Goal: Recast the lines of the records as a Markdown table with the columns Row and Line, starting at the line containing "[tag] tidal flat" and ending at the line containing "325,0 -> 387,39", both included. Give each line a row number in the Row column and leave out blank lines.

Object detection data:
○ ○ ○

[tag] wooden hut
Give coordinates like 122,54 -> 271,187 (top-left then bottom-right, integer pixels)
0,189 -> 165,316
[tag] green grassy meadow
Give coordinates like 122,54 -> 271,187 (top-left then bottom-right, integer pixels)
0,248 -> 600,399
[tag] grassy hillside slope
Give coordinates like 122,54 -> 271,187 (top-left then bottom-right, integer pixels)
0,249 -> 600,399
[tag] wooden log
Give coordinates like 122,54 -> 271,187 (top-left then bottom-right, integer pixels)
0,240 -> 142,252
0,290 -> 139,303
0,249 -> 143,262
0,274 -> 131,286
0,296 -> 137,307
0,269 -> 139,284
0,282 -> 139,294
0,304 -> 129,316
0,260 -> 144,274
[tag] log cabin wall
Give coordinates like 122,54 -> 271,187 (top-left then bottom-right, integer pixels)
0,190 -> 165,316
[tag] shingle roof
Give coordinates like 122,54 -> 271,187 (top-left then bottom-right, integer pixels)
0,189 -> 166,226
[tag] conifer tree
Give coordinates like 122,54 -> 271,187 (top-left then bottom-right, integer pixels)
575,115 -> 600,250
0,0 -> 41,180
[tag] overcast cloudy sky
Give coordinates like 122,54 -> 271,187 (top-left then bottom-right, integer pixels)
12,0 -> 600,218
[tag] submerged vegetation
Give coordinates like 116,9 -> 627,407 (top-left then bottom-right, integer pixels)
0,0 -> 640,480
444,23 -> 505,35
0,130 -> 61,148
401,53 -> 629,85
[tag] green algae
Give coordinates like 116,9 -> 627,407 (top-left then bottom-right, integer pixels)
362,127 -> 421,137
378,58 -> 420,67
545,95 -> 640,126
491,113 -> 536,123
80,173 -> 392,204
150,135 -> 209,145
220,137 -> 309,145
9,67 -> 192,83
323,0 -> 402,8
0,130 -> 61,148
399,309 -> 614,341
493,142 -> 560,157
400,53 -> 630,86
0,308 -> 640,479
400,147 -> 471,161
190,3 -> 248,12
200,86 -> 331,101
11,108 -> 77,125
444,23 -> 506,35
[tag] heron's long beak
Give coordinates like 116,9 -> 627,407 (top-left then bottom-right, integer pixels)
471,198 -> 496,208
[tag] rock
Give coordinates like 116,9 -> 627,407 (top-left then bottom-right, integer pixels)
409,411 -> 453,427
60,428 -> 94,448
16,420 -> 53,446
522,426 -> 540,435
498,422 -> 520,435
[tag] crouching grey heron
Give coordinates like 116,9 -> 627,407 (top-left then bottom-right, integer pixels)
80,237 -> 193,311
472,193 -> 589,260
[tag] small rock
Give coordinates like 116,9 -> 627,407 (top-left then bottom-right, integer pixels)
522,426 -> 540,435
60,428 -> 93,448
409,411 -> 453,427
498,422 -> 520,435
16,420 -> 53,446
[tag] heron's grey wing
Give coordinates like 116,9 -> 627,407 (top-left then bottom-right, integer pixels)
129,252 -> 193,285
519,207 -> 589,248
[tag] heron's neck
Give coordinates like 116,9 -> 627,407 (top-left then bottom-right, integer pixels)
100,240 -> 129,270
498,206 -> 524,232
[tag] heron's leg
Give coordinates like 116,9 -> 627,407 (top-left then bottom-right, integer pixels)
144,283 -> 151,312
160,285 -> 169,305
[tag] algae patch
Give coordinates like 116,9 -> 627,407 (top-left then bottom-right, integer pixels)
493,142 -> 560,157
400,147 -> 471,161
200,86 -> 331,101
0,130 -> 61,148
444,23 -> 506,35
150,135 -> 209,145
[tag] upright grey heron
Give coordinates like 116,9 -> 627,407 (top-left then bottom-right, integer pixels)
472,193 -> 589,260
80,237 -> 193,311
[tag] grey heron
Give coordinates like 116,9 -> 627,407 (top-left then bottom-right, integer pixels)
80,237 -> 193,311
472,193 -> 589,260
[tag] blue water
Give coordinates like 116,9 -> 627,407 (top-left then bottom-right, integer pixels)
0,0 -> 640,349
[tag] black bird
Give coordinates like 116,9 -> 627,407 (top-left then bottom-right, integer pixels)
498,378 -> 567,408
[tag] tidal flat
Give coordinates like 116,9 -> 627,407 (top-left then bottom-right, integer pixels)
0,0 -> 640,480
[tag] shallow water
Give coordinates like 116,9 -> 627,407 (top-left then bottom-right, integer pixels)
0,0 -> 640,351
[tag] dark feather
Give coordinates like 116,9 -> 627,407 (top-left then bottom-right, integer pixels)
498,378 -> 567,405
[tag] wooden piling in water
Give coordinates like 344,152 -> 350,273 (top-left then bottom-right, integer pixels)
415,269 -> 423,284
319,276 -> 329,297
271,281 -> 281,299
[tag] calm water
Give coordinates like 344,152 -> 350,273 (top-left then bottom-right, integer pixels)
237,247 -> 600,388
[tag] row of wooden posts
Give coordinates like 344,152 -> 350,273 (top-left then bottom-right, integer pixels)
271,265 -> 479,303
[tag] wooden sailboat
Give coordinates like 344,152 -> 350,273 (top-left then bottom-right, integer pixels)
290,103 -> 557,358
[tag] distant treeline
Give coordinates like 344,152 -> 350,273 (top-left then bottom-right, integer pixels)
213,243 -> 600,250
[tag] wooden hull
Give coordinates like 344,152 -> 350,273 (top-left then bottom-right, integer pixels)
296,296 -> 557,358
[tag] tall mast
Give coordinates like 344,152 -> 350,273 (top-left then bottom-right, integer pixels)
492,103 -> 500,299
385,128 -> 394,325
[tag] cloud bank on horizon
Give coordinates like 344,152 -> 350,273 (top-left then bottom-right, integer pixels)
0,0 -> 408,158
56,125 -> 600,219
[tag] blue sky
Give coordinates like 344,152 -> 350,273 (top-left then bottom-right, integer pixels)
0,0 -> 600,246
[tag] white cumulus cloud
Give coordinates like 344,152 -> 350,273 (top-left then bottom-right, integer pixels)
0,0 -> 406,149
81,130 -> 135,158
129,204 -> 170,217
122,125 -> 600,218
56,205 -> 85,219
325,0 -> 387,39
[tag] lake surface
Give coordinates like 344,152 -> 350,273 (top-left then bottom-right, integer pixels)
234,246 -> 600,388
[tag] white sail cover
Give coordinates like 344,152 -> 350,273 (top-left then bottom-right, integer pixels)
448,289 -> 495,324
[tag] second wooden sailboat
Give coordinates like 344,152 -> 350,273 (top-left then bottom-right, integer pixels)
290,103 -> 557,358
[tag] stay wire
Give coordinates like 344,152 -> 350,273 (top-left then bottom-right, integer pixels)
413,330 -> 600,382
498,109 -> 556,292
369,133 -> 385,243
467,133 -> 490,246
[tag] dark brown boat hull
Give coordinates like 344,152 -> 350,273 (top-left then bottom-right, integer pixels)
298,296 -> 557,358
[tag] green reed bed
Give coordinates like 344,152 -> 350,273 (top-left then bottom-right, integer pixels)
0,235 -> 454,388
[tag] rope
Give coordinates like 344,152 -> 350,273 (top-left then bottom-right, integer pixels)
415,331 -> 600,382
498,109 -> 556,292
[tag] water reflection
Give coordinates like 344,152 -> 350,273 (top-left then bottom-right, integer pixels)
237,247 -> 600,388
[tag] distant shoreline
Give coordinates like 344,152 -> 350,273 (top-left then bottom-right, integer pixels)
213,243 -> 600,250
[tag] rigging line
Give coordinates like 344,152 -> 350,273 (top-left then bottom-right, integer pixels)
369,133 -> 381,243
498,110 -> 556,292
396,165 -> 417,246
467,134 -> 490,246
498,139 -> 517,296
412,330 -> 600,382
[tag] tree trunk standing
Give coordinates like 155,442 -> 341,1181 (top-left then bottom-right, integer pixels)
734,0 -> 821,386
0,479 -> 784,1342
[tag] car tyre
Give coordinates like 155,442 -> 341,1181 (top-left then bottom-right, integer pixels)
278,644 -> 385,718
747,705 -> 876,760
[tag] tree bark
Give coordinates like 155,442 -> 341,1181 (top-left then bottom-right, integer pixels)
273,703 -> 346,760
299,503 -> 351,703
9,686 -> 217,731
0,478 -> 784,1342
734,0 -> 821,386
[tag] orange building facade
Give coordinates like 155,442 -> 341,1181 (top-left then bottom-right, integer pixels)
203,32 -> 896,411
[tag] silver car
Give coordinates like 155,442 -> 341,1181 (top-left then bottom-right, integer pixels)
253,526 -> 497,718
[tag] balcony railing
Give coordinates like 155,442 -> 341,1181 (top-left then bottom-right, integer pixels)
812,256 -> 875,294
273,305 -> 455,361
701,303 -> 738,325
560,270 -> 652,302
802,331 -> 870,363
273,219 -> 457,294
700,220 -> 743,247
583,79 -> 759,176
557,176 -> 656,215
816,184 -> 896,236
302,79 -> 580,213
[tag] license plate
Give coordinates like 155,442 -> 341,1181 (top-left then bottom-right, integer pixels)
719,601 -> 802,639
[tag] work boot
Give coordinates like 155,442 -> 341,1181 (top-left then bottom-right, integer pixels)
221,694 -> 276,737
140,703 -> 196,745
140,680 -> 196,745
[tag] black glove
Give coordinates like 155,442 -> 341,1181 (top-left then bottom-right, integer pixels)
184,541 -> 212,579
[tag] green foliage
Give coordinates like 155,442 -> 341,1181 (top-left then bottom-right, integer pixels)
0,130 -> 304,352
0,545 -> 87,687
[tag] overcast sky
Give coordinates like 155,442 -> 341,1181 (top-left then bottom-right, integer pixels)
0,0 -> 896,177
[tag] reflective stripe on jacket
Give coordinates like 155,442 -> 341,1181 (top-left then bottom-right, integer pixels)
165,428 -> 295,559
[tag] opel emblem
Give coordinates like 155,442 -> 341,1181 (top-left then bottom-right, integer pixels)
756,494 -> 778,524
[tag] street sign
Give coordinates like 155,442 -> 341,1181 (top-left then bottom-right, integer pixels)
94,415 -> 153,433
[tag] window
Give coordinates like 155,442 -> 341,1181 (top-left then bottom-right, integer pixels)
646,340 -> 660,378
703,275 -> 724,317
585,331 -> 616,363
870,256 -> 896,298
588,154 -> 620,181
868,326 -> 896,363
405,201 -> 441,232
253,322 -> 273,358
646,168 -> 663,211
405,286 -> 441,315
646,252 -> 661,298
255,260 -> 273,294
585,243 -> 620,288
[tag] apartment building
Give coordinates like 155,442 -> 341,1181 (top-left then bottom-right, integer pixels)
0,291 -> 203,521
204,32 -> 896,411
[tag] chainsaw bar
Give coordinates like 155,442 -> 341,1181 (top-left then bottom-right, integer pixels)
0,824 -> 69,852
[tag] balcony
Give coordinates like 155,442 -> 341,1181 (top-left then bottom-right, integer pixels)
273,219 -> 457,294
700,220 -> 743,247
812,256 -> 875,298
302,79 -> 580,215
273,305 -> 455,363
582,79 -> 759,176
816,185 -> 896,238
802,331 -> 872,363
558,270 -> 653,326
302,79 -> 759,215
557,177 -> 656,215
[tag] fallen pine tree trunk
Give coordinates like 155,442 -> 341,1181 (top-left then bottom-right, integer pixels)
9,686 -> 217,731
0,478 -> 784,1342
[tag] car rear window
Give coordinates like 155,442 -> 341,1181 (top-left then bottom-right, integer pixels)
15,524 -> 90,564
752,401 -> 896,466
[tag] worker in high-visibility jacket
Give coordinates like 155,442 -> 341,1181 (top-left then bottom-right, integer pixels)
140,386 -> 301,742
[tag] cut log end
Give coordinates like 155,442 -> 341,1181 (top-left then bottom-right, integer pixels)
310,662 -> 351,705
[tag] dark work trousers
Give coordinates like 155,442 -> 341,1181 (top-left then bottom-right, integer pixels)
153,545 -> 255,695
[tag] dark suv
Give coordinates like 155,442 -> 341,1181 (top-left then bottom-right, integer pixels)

○ ○ ○

Solution:
| Row | Line |
|---|---|
| 1 | [tag] tidal flat |
| 2 | Give coordinates like 116,9 -> 627,407 (top-left then bottom-right, integer pixels) |
| 3 | 0,0 -> 640,480 |
| 4 | [tag] shallow water |
| 5 | Give coordinates like 116,9 -> 627,407 (top-left then bottom-right, integer pixels) |
| 6 | 0,0 -> 640,351 |
| 7 | [tag] dark feather |
| 8 | Give coordinates like 116,9 -> 627,407 (top-left then bottom-right, integer pixels) |
| 9 | 498,378 -> 567,405 |
| 10 | [tag] wooden piling in water |
| 11 | Give coordinates like 344,152 -> 350,273 (top-left then bottom-right, integer pixels) |
| 12 | 415,269 -> 423,284 |
| 13 | 319,276 -> 329,297 |
| 14 | 271,281 -> 281,299 |
| 15 | [tag] calm water |
| 16 | Give coordinates like 344,152 -> 350,273 (top-left then bottom-right, integer pixels) |
| 17 | 237,247 -> 600,388 |
| 18 | [tag] row of wooden posts |
| 19 | Give coordinates like 344,152 -> 350,273 (top-left then bottom-right, integer pixels) |
| 20 | 271,265 -> 479,303 |
| 21 | [tag] wooden sailboat |
| 22 | Give coordinates like 344,152 -> 350,273 (top-left then bottom-right, integer pixels) |
| 23 | 290,103 -> 557,358 |
| 24 | [tag] distant treeline |
| 25 | Give coordinates like 344,152 -> 350,273 (top-left then bottom-right, integer pixels) |
| 26 | 213,243 -> 600,250 |
| 27 | [tag] wooden hull |
| 28 | Give coordinates like 344,152 -> 350,273 (top-left then bottom-right, integer pixels) |
| 29 | 296,296 -> 557,358 |
| 30 | [tag] tall mast |
| 31 | Give coordinates like 344,152 -> 350,273 (top-left then bottom-right, integer pixels) |
| 32 | 492,103 -> 500,299 |
| 33 | 385,128 -> 394,325 |
| 34 | [tag] cloud bank on horizon |
| 35 | Give coordinates like 344,152 -> 350,273 (top-left then bottom-right, integer pixels) |
| 36 | 0,0 -> 408,158 |
| 37 | 56,125 -> 600,219 |
| 38 | [tag] blue sky |
| 39 | Give coordinates like 344,152 -> 350,273 (top-left then bottom-right, integer pixels) |
| 40 | 0,0 -> 600,246 |
| 41 | [tag] white cumulus cloud |
| 42 | Give coordinates like 344,152 -> 350,273 (top-left then bottom-right, integer pixels) |
| 43 | 0,0 -> 406,149 |
| 44 | 81,130 -> 135,158 |
| 45 | 129,204 -> 170,217 |
| 46 | 122,125 -> 600,218 |
| 47 | 56,205 -> 85,219 |
| 48 | 325,0 -> 387,39 |